Overview:

Skimming through photos online of Patricia Wexler is like looking at images of any other celebrity; it’s hard to find flaws and nearly impossible to figure out exactly what procedures she has endured in order to look as fantastic as she does. But Patricia Wexler isn’t a movie actress or television vixen; she is dermatologist to the stars, though, with appearances on Oprah and Good Morning America, and friendships with people like Ellen Barkin, she is a celebrity in her own right.

At nearly 60 years old, Dr. Wexler has incredibly impressive credentials and experience to boot. She began her career as an internist, but switched to dermatology for good when she completed her residency at Mount Sinai Medical Center in 1985. Since then, she has been practicing in New York City and has received awards including the American Academy of Cosmetic Surgery Award for Excellence in Cosmetic Surgery. Getting an appointment with this sought after practitioner won’t come easy – or cheap. As of 2006, just an appointment to sit down and talk to Dr. Wexler costs $500; laser treatments can cost up to $6,000 and liposuction can run you $11,000.

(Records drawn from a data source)

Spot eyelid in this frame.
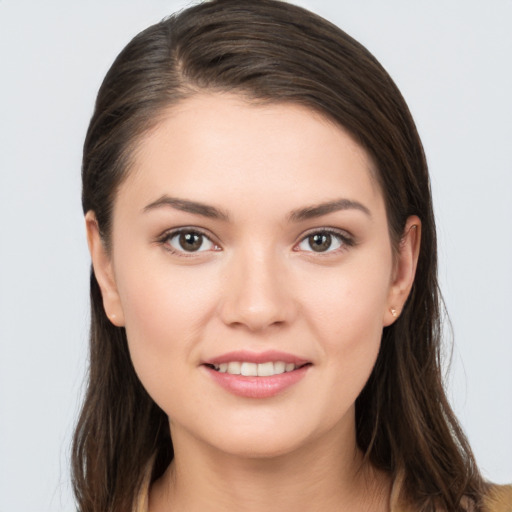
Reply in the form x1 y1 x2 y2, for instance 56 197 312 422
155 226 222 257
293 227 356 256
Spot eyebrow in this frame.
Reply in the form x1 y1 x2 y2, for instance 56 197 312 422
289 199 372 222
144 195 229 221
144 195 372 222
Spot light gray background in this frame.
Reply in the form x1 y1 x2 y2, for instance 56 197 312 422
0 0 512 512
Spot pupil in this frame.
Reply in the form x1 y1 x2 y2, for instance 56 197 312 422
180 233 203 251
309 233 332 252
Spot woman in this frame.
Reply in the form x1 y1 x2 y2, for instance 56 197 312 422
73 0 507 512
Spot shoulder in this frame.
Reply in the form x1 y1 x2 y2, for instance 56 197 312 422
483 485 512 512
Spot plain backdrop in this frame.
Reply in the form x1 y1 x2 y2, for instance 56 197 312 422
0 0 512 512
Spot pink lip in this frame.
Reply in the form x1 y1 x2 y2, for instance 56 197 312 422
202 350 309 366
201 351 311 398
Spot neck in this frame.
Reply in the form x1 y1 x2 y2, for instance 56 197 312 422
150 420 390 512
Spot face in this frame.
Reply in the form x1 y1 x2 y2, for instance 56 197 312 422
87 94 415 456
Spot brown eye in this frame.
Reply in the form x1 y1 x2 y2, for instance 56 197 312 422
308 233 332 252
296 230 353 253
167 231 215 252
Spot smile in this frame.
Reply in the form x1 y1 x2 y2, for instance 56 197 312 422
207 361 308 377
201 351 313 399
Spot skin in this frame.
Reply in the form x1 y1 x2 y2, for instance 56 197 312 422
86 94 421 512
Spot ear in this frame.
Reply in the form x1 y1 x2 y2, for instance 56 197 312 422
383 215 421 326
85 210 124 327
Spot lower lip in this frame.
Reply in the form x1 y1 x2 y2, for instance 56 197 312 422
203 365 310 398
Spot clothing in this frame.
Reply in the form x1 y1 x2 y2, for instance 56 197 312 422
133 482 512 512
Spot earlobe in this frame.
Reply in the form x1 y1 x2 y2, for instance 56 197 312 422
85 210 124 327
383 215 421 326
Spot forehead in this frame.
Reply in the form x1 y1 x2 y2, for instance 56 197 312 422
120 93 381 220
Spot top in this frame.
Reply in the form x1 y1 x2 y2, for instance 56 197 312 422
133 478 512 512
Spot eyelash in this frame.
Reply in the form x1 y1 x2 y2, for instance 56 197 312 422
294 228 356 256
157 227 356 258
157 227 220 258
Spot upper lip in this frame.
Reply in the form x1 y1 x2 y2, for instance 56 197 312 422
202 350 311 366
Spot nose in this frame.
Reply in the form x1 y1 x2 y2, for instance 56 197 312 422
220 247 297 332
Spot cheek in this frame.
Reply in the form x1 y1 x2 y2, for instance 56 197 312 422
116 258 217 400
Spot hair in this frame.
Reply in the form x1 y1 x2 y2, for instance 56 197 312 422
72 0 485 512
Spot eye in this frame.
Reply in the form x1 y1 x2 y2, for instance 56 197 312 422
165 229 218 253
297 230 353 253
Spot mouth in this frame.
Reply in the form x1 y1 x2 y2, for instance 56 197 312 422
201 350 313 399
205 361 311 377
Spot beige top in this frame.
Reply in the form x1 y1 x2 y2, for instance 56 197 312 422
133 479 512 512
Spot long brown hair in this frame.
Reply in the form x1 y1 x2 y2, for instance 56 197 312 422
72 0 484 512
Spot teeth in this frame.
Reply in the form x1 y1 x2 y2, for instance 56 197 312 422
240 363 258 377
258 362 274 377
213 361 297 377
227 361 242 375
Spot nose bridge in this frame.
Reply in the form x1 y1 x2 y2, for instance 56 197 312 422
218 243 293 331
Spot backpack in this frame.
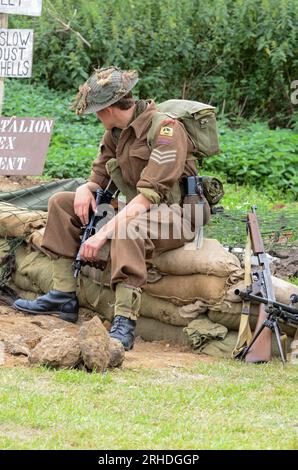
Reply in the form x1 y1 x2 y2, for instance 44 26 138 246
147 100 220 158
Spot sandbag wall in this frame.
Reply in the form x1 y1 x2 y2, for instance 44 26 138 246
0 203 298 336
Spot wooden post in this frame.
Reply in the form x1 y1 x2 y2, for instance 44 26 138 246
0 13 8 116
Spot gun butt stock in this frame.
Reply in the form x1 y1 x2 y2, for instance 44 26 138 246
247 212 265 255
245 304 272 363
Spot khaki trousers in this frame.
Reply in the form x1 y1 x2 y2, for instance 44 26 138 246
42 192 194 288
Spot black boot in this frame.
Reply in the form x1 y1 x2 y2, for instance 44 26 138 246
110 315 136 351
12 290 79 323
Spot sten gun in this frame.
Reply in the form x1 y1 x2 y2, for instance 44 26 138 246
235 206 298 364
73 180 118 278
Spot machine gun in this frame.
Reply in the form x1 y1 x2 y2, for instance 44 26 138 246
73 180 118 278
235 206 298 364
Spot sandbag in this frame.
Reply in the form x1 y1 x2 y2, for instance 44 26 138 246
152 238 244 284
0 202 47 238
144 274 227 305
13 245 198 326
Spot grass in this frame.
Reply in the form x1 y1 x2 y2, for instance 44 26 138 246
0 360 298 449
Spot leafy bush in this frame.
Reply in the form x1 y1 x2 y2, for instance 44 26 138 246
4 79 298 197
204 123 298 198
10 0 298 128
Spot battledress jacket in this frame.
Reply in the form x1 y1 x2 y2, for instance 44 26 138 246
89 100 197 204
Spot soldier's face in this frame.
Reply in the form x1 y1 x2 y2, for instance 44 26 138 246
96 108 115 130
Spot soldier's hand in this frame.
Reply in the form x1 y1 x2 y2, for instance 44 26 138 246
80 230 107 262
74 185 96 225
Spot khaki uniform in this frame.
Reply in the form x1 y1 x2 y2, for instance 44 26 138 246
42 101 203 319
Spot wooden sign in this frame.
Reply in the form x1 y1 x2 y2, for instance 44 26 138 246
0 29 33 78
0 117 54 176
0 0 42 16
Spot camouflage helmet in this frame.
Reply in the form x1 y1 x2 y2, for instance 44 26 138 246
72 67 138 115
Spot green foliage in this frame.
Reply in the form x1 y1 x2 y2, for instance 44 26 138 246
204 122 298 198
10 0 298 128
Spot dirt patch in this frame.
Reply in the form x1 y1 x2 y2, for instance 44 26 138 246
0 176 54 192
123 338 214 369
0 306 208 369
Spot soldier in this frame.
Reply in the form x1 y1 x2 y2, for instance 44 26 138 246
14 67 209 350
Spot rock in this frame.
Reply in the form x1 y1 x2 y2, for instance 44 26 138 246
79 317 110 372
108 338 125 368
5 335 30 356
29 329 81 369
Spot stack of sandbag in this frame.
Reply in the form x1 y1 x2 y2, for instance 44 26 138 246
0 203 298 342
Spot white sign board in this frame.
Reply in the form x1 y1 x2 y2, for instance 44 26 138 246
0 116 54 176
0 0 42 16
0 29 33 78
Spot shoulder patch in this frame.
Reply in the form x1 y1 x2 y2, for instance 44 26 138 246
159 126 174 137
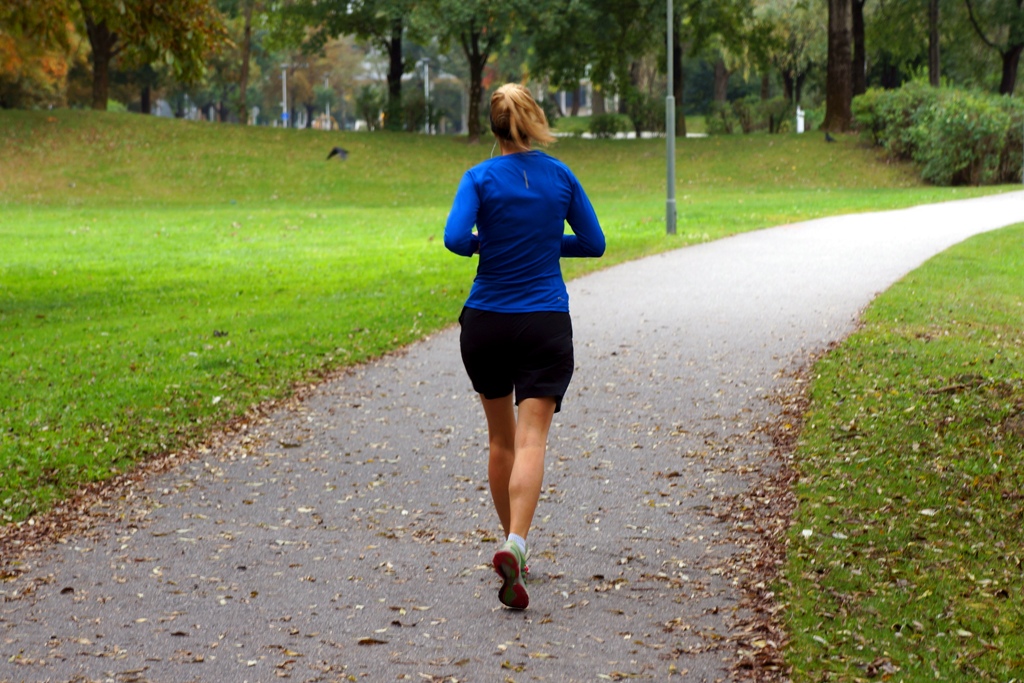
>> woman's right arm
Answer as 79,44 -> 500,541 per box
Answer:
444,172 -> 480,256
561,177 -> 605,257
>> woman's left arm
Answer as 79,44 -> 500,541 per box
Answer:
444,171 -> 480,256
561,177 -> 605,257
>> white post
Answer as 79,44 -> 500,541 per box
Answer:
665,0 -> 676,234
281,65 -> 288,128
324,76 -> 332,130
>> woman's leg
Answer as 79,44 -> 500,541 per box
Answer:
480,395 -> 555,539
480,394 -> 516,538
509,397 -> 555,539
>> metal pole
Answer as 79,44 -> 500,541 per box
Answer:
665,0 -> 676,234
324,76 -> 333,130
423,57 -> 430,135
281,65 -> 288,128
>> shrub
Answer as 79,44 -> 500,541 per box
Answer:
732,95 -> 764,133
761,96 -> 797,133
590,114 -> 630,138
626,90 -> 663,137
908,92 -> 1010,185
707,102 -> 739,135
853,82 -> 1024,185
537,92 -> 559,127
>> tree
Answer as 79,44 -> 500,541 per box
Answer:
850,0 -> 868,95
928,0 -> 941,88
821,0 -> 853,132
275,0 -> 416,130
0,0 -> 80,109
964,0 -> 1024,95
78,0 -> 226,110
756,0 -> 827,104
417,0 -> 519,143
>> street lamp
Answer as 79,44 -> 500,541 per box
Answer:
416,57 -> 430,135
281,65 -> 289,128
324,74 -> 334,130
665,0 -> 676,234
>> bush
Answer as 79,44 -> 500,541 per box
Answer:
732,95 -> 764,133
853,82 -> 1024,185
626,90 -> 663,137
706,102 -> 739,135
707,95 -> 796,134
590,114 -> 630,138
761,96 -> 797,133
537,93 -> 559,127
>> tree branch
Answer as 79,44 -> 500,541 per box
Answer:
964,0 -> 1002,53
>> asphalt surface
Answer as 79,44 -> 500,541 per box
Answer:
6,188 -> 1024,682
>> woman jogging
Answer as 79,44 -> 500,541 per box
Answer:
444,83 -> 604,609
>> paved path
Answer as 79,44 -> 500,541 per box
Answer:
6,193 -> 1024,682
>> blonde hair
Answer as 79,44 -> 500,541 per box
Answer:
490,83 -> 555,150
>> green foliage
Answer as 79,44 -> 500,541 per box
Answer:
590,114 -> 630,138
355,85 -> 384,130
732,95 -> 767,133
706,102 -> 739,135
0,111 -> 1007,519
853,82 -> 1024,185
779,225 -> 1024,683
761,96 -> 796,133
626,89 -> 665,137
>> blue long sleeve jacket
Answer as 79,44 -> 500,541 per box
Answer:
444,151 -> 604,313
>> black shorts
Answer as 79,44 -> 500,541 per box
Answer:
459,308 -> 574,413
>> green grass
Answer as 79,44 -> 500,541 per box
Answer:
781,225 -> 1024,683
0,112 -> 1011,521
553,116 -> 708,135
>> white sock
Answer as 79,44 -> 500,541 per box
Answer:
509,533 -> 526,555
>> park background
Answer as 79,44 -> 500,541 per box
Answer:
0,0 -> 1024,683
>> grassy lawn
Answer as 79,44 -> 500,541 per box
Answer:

Using the information:
a) According to the passage about Patricia Wexler, in what year did she complete her residency at Mount Sinai Medical Center?
b) List each service that the passage about Patricia Wexler gives a price for, with the price stated.
c) Continue the passage about Patricia Wexler from the point where it stops.
The records are separate material, distinct from the passage about Patricia Wexler.

Answers per task:
a) 1985

b)
- An appointment to sit down and talk to Dr. Wexler: $500
- Laser treatments: up to $6,000
- Liposuction: $11,000

c)
Which is why it’s pretty nice that Dr. Wexler has her own skincare line, sold at the much more affordable Bath & Body Works.

The Good:

The line, simply entitled Patricia Wexler M.D., uses a newly discovered (and Wexler patented) ingredient called MMPi•20 that supposedly acts as a Matrix Metalloproteinases (MMP) inhibitor. MMPs are enzymes that degrade collagen, reinforcing the aging process. And the line’s most expensive product (Skin Regenerating Serum) is a reasonable $65, though there are products that cost as little as $15 (such as the Acne Spot Treatment).

The Bad

However, I have a bone to pick with Dr. Wexler. As a board-certified, highly respected dermatologist, she should bear some sort of responsibility for the products she creates and sells to consumers. Yes, she has all these interesting, patented, one-of-a-kind components that promise to fight dullness, acne and wrinkles – but what, may I ask, are the rest of the ingredients in her stellar products? Wouldn’t you like to know? I certainly would love to tell you but, unfortunately, the number one complaint about Dr. Wexler’s products on dozens of message boards across the Internet is that the good doctor fails to be straightforward about what exactly she puts into her serums.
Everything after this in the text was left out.